--- start of Information provided ---

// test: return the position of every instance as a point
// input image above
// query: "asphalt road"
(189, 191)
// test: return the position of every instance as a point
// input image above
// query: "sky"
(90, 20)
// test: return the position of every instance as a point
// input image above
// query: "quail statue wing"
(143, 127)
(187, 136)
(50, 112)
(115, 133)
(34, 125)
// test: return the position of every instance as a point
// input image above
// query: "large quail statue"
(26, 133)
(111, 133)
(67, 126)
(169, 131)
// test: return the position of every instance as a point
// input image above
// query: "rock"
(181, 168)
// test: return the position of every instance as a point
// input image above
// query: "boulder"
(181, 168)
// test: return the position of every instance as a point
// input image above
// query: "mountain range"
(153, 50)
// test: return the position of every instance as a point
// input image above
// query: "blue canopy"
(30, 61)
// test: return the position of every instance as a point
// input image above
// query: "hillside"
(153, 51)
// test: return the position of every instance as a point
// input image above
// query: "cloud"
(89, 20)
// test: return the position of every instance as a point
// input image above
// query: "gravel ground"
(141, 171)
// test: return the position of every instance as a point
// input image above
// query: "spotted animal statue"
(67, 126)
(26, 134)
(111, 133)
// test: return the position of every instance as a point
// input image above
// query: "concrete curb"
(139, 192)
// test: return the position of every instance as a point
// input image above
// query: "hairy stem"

--- end of Information provided ---

### Set exercise
Write out every entry word for word.

### The response
// test: return the position of every instance as a point
// input image above
// query: "asphalt road"
(189, 191)
// test: return the position of every instance as a point
// input image above
// query: "sky"
(90, 20)
// test: return the position of every instance as a point
// input image above
// query: "quail statue wing"
(143, 127)
(187, 136)
(50, 112)
(115, 133)
(34, 125)
// test: return the position of every instance as a point
// input image above
// query: "large quail statue"
(26, 133)
(111, 133)
(67, 126)
(169, 131)
// test: return the position of every instance as a point
// input image above
// query: "rock"
(181, 168)
// test: return the position of every instance as a point
// input image above
// query: "boulder"
(181, 168)
// test: return the position of every instance as a point
// input image above
// query: "mountain range"
(153, 50)
// test: return the position of every instance as a point
// input image above
// query: "blue canopy"
(30, 61)
// test: return the position of every instance as a point
// input image above
// query: "hillside"
(153, 51)
// test: return the position of every instance as a point
// input image above
// query: "cloud"
(89, 20)
// test: return the position of every instance as a point
// input image above
// query: "gravel ground"
(141, 171)
// test: return the position of every instance as a point
// input image above
// query: "spotted animal statue"
(67, 126)
(26, 134)
(111, 133)
// test: return the position of every instance as a point
// input image above
// query: "concrete curb"
(139, 192)
// test: return the position of every instance as a point
// input image above
// query: "hairy stem"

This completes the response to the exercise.